TEXT SHOWN:
--- START ---

Dear Neighbor,

During these unprecedented and uncertain times, I am reminded of the eternal words of Dr. Martin Luther King Jr., “darkness cannot drive out darkness: only light can do that. Hate cannot drive out hate: only love can do that.” The strength of our country is based on the fact we are a country of immigrants and we continually strive to be inclusive of all people. Our friends, parents, grandparents, neighbors, and coworkers are immigrants. While Seattle and the west coast can sometimes seem distant to other parts of the country and we ourselves hit our own speed bumps, I don’t question that we are all dedicated to eradicating racial and system inequities for our children and grandchildren.
At Full Council on Monday, Council unanimously passed the “Welcoming Cities” Resolution, affirming the City of Seattle as a Welcoming City that promotes policies and programs to foster inclusion for all, and serves its residents regardless of their immigration or refugee status, race, color, creed, religion, ancestry, national origin, age, sex, marital status, parental status, sexual orientation, gender identity, political ideology, disability, homelessness, low-income or veteran status, and reaffirming the City’s continuing commitment to advocate and support the wellbeing of all residents.

--- END ---

WHAT IS NEEDED: According to the letter, which resolution did the Council pass unanimously at Full Council on Monday? The records are not required for the task on the letter.

RECORDED INFORMATION:
--- START ---

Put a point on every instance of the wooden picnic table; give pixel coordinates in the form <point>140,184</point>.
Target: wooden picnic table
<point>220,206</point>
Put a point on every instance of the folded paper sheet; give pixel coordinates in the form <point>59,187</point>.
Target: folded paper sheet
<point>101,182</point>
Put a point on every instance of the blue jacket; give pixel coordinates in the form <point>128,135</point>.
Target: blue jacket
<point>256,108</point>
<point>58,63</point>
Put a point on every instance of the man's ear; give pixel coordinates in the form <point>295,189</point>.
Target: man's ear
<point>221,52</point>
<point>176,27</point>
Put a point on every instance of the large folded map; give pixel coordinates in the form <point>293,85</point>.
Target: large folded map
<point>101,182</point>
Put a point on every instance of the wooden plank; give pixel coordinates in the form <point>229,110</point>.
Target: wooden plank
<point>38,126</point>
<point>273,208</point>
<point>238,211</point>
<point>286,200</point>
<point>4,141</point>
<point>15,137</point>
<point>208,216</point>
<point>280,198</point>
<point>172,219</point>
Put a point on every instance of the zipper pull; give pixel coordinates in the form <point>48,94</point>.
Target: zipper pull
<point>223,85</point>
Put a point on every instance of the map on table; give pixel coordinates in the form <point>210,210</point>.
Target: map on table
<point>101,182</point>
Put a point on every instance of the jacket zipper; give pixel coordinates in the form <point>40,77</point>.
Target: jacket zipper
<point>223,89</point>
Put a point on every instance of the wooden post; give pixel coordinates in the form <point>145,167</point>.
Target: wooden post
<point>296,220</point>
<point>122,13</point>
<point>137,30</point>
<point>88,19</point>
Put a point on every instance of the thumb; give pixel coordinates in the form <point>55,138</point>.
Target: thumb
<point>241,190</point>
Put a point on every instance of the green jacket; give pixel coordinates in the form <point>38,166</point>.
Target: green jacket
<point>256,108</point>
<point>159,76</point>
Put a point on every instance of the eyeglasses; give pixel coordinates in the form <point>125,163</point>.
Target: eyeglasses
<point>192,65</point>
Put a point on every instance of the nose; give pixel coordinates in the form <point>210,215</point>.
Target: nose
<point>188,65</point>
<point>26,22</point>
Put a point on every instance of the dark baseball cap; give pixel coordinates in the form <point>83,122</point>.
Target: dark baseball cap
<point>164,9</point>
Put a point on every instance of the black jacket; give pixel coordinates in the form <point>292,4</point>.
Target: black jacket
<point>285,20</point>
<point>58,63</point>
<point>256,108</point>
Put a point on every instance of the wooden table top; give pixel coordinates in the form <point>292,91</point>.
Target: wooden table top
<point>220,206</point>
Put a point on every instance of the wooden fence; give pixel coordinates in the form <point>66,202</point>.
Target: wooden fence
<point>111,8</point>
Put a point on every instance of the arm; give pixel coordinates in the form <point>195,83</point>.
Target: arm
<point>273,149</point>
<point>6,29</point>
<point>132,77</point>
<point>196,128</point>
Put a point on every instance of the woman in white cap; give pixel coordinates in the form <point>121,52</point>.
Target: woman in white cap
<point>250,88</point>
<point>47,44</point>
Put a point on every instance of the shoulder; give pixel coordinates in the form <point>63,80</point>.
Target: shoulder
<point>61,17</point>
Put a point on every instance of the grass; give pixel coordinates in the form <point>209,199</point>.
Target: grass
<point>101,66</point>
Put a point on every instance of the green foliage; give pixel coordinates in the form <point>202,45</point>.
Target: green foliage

--- END ---

TASK RESULT: The "Welcoming Cities" Resolution.